#### Document passage
--- START ---

The American bird grasshopper, Schistocerca americana, is among the more common grasshoppers found east of the Great Plains. It's also fairly easy to identify.
The American bird is commonly found throughout Florida, in fact all of the eastern United States as far north as Iowa and Pennsylvania. Its range extends into Mexico and the Bahamas. It inhabits fields and open woodlands, where they'll bask in the sun and munch on vegetation. Adult bird grasshoppers will roost in nearby trees and shrubs at night.
They vary in color according to age, first pinkish or red when young, turning to a mix of creams and browns ranging from light to nearly black as they mature. Males are smaller than females, ranging between 1.5 inches long and 1.75 inches; females between 1.6 inches and 2.1 inches. They have a cream-coored stip that runs between the head and forewings and are strong flyers as might be guessed by their name.
Bird grasshoppers produce two generations per year; in Florida, one generation will emerge between February and May, the second between August and September. Up north, the first generation emerges little later, between April and May. Throughout their range, they'll winter over as adults.
Females will deposit their eggs by pushing their ovipositor — the very back end of their abdomen — into the ground. Each cluster can have between 60 and 80 eggs bound together by a frothy substance. A female may deposit as many as three clusters.The eggs hatch in three to four weeks; the emerging nymphs will go through five or six stages, or instars, before becoming full-fledged adults.
They'll regulate their body temperatures by climbing up or down on a plant and by moving in and out of the sun. The number of stages they go through varies according to population. If the bird grasshoppers are few in number in a particular locale, a nymph will go through five stages before maturing; six if the population density is high.

--- END ---

Collected data entries
--- START ---

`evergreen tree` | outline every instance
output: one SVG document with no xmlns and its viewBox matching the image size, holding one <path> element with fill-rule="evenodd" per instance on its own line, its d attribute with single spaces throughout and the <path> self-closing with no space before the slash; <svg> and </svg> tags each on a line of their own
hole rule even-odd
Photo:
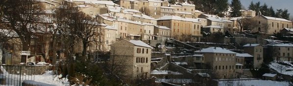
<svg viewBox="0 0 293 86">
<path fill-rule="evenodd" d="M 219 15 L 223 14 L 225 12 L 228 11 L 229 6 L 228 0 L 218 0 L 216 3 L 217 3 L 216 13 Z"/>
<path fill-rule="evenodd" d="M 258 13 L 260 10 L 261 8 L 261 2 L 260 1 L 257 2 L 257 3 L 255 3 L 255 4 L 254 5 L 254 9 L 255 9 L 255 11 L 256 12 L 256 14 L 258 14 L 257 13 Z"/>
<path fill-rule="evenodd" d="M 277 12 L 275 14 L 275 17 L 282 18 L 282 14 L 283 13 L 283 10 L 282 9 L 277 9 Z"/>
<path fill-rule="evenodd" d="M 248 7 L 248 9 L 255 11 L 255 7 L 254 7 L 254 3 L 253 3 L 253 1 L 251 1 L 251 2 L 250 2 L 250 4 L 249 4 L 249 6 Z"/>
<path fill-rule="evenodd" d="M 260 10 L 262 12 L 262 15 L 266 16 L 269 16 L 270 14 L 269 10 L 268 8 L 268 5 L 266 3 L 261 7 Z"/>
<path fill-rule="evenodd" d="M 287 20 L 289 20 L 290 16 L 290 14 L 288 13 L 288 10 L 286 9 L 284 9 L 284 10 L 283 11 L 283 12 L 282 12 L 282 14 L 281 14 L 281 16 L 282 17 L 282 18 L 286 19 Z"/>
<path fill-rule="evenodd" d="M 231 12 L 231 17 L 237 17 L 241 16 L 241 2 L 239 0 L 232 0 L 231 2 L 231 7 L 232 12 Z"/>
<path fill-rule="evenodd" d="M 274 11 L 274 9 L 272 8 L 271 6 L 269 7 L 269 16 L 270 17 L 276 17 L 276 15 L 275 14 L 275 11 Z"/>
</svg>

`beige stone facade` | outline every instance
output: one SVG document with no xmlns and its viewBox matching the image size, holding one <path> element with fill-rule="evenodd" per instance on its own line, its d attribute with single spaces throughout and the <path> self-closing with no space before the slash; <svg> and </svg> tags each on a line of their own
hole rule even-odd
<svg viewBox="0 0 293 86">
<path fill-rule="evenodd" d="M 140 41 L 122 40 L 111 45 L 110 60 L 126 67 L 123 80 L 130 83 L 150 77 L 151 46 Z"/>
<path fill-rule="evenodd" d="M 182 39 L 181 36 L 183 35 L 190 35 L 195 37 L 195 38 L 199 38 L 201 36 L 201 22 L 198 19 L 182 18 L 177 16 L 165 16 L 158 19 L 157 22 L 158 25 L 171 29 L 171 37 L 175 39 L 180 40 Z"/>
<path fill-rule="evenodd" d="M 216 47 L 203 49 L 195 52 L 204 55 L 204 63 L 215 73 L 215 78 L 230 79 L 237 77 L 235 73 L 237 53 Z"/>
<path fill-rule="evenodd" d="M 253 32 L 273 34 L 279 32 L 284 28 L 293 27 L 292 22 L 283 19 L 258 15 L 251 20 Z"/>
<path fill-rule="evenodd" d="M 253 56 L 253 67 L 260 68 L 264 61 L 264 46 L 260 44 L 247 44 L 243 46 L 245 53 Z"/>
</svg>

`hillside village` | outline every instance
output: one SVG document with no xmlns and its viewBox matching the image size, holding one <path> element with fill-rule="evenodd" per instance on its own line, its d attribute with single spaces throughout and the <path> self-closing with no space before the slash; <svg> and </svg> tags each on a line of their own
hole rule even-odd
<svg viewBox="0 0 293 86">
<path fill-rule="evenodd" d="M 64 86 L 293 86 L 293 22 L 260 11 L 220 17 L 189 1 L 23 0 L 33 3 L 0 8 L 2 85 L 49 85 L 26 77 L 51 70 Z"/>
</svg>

--- END ---

#### Exercise requirements
1) In the American bird grasshopper passage, how many eggs can a single cluster contain?
2) Go on with the passage about the American bird grasshopper, starting after its final sentence.

#### Activity answers
1) Between 60 and 80 eggs.

2)
American bird grasshoppers can be something of an agricultural pest when in large numbers they settle in a cultivated field. Older nymphs have voracious appetites and do most of the damage to vegetation; older adults not as much. In Florida, young citrus trees are particularly vulnerable. When these grasshoppers eat, they regurgitate a certain group of fatty acid chemicals called caeliferins. Scientists aren't sure what what happens when they do this. It could be a signal for other bird grasshoppers to come; it's also possible it could trigger the plants they're munching on to release chemicals of their own that attract the natural enemies of the grasshoppers.
American bird grasshoppers are vulnerable to a rather bizarre malady called summit disease. It's caused by a fungus, Entomophaga grylli. Infected grasshoppers will climb to the top a plant and grasp it with their legs literally in a death grip. They die there but continue to hold onto the plant until they disintegrate, all the while releasing spores that will infect another victim.
American bird grasshoppers are members of Acrididae, the short-horned grasshopper family. Other common names include American grasshopper and American locust.